>> Les rites du mariage de l’ethnie Co Tu
Pour les Co Tu, le village est une forteresse inviolable. |
Photo : VNA/CVN |
Les Co Tu, une des 53 minorités ethniques du Vietnam, vivent dans de petits villages nichés dans le piémont de la cordillère de Truong Son. Chaque village compte 30-40 familles, dont les maisons sont arrangées en cercle, distantes de 5-7 m les unes des autres. Le tout fait un kilomètre de diamètre. Au milieu du village se dresse une nhà guol, sorte de maison commune servant de lieu de réunion et d’activités socio-culturelles. Autour des habitations, sont construits des entrepôts à riz et des miradors pour garder le village et les cultures.
Une forteresse à protéger à tout prix
Le village Co Tu se compose aussi de terres agricoles et forestières à usage commun (pour la chasse du gibier, la cueillette de produits sylvicoles, l’élevage du bétail…), de rigoles d’irrigation des champs, avec parfois un tronçon de ruisseau traversant le village… Sans oublier un cimetière en lisière des champs.
Les frontières naturelles entre les villages sont marquées par une forêt, une rivière ou une rangée d’arbres séculaires au milieu des champs. Plusieurs lignées familiales cohabitent dans un village. Chacune d’elles a son histoire, ses légendes, sa culture et ses coutumes ancestrales. Tout le monde prend en haute estime la vie spirituelle, respectant toutes les croyances existantes.
Le village est le lieu où se tiennent toutes les activités communautaires importantes des Co Tu. |
Photo : VNA/CVN |
Dans la mentalité Co Tu, le mot “village” revêt une grande signification. Il s’agit du toit commun et sacré que tout le monde a la tâche de le défendre à tout prix. La tradition veut qu’on fasse du village une “forteresse” pour s’opposer aux attaques venant de l’extérieur, dont celles des animaux sauvages.
Pour les Co Tu, la coutume d’ériger une statue gardienne à l’entrée principale du village se perpétue, quelles que soient les générations. “La présence de cette statue illustre leur volonté de préserver leur village et d’assurer une vie en paix”, informe Bh’ling Hanh, 75 ans, domicilié dans le village de Công Dôn, province de Quang Nam.
Sculpter une statue gardienne. |
Photo : VNA/CVN |
Ainsi, on enclot le village entier, creuse des tranchées extérieures, installe des pièges dont des chausse-trapes… Chaque village ouvre seulement quelques entrées, dont la principale qui donne ordinairement sur la forêt. Et tous les villageois sont conscients de l’importance de faire bonne garde.
Une statue gardienne d’un village Co Tu. Photo : Gia Phuc/CVN |
À côté de l’entrée principale trône une statue en bois de grande taille. “Voici la fameuse statue gardienne. Grâce à elle, le village est protégé des mauvais esprits qui guettent l’occasion pour venir importuner la vie des villageois et détruire les cultures”, explique Bh’ling Hanh.

::::

TRAVAIL À FAIRE:
1. Reproduisez à l'identique le passage du texte sur les villages co tu allant de « Une statue gardienne d’un » jusqu'à « explique Bh’ling Hanh. ».
2. D'après le texte sur les villages co tu, combien de familles compte chaque village ?
3. Rédigez la suite du texte sur les villages co tu à partir de sa dernière phrase.
Les lignes constituent un matériau distinct du texte sur les villages co tu.

::::

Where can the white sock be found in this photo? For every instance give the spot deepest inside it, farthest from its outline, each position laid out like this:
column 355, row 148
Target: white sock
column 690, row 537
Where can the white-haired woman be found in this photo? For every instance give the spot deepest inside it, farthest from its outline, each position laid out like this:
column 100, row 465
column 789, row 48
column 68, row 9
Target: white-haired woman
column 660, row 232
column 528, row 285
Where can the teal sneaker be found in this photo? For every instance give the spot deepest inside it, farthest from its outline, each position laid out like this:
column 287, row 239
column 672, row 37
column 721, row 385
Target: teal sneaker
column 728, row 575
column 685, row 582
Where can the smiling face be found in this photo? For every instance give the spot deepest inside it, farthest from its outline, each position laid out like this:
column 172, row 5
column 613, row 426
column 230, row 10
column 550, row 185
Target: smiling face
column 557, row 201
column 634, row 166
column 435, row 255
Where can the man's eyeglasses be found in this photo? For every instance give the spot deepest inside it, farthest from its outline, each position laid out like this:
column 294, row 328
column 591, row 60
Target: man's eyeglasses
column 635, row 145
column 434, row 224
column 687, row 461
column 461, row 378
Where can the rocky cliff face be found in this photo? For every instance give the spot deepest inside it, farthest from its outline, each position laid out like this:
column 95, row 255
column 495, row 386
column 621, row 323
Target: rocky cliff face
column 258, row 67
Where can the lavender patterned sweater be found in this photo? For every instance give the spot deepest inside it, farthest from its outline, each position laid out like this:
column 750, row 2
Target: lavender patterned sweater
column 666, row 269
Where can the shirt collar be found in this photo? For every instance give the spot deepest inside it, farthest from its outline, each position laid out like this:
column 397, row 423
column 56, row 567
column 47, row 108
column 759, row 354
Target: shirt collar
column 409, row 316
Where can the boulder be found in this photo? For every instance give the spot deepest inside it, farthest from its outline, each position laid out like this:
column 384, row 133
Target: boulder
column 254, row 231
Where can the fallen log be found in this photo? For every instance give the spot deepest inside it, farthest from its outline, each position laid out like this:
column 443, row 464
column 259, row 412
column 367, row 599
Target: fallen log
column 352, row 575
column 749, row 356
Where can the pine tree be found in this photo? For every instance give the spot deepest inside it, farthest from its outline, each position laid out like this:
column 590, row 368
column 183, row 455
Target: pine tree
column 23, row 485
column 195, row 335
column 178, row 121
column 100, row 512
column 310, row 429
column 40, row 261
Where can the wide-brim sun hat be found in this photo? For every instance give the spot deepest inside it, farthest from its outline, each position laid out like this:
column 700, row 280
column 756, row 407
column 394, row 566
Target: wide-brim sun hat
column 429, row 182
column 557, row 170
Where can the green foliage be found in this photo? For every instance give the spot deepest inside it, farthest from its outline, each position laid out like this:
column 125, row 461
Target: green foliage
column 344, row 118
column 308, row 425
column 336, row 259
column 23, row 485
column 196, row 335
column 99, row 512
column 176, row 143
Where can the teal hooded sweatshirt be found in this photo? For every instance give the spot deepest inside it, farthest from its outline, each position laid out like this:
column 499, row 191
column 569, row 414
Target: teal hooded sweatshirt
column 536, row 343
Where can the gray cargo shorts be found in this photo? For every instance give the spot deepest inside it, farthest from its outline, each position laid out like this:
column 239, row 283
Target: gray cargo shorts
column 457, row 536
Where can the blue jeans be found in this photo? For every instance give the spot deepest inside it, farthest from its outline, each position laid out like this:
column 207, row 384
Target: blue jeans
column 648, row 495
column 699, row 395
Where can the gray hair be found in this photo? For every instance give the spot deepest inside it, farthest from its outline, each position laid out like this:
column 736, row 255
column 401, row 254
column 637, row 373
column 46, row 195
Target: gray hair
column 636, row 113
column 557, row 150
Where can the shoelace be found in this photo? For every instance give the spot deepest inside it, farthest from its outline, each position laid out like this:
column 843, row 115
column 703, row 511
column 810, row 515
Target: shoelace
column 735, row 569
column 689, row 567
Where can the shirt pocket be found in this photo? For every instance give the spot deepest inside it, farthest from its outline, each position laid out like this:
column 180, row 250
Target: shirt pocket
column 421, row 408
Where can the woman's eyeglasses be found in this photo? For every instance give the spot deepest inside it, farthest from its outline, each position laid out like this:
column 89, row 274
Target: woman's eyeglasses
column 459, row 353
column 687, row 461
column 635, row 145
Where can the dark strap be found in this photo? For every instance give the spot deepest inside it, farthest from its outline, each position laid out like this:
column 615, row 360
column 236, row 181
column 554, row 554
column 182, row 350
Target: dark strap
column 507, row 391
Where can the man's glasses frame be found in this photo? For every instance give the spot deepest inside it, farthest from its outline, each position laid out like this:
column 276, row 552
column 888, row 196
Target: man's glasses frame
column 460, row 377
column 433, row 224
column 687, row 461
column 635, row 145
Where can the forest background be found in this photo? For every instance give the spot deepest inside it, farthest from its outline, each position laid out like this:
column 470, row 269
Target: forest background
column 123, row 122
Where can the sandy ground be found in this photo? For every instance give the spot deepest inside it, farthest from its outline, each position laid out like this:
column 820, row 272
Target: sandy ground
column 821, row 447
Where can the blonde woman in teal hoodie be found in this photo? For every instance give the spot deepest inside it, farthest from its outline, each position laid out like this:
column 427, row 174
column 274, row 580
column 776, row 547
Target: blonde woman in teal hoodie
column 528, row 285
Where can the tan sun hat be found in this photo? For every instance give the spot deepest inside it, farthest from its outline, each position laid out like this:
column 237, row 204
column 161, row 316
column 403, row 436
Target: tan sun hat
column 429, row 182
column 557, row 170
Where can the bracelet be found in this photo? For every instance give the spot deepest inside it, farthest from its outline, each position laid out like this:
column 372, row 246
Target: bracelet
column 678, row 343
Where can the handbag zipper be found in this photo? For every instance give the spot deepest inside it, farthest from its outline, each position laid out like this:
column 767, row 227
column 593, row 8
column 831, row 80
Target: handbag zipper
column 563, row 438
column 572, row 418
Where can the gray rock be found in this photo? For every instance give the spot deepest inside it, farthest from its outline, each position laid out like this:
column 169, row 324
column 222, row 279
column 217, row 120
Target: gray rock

::::

RÉPONSES PAR TÂCHE:
1.
Une statue gardienne d’un village Co Tu. Photo : Gia Phuc/CVN |
À côté de l’entrée principale trône une statue en bois de grande taille. “Voici la fameuse statue gardienne. Grâce à elle, le village est protégé des mauvais esprits qui guettent l’occasion pour venir importuner la vie des villageois et détruire les cultures”, explique Bh’ling Hanh.

2. Chaque village compte 30 à 40 familles.

3.
À son avis, la coutume de construction de l’enclos et de la statue gardienne existe depuis des temps immémoriaux. Selon la tradition, leur installation se réalise souvent en octobre et novembre. Elle se répète tous les deux ou trois ans selon le règlement de chaque village.
Le jour le plus favorable est choisi par le patriarche. Des hommes sont envoyés en forêt pour abattre bois, bambou et rotin. La statue est taillée dans un grand tronçon de bois. Il représente un personnage de taille humaine au visage féroce, avec des yeux furibonds et des dents apparentes. “C’est une vraie sculpture d’art que l’artisan façonne avec seulement une machette et une hache”, dévoile le septuagénaire.
L’installation de la statue gardienne du village est un rite ancestral des Co Tu. |
Photo : Gia Phuc/CVN |
Un symbole sacré de la communauté
La cérémonie d’installation de la porte principale et de la statue est célébrée en grande pompe, en présence de tous les villageois. Sur l’autel installé à l’entrée du village sont déposées des d’offrandes tels crabes de rizière, poissons, œufs de poule… D’un air solennel, le patriarche se tient debout, joint les mains devant sa poitrine et prie. Il invite les génies de la montagne, de la forêt, de la terre et des eaux à venir témoigner de cet événement important, implore leur appui pour la santé des villageois, la prospérité du village, une météo clémente favorable aux cultures.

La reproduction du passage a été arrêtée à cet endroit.